═════ EXTRACTED TEXT ═════
Hi We need to point to external kafka, mysql and e...
# getting-started
f
Hi We need to point to external kafka, mysql and elastic search from datahub, currently we point to dockerized versions of them. Please let us know what all changes we need to do in order to achieve this.
r
If you're working on kubernetes I guess you can use the helm chart https://datahubproject.io/docs/datahub-kubernetes and point to your kafka broker and elastic in your values.yaml file
That said I'd love a more detailed walkthrough of an MVP setup in the docs
b
Yes - that's correct. Agree we should have an example of what the configuration would look like here. If either of you have it up and running contribution would be greatly appreciated!
e
Checkout https://datahubproject.io/docs/deploy/aws#use-aws-managed-services-for-the-storage-layer as well. Though it’s AWS related, the places that specify which part of values.yaml need to be changed should be applicable
s
@early-lamp-41924 Had a question about prerequisites-cp-schema-registry. This is part of the commercial version of kafka, right? Is this a hard dependency of datahub? That means to run datahub a commercial license is required
e
Hey! Schema registry is not part of the commercial package. (and kafka rest proxy i believe)
═════
THINGS TO DO =
(1) Summarize the thread on connecting DataHub to external services in two sentences.
(2) In the thread, which file is named as the place to point to your Kafka broker and Elasticsearch when using the Helm chart?
The listing after this point is not needed.
═════ DATASET RECORDS ═════
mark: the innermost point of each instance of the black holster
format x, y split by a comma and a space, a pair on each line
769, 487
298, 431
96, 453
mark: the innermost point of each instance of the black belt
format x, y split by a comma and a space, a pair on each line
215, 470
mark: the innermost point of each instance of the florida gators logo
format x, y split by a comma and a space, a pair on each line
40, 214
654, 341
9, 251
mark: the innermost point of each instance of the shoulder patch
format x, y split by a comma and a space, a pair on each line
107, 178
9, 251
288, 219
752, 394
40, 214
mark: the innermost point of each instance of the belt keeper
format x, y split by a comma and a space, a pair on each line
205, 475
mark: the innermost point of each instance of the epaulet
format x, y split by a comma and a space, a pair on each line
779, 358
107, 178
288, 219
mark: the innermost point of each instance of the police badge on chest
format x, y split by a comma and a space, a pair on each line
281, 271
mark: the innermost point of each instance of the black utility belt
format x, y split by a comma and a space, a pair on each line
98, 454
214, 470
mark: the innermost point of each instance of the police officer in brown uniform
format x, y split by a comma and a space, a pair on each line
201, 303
═════
EXPECTED RESULTS =
(1) A user asks what must change for DataHub to use external Kafka, MySQL, and Elasticsearch instead of the dockerized versions it currently points to. Replies suggest using the Helm chart on Kubernetes and pointing to the Kafka broker and Elasticsearch in values.yaml, refer to the AWS deployment page for which parts of values.yaml to change, and state that schema registry is not part of the commercial package.

(2) The values.yaml file.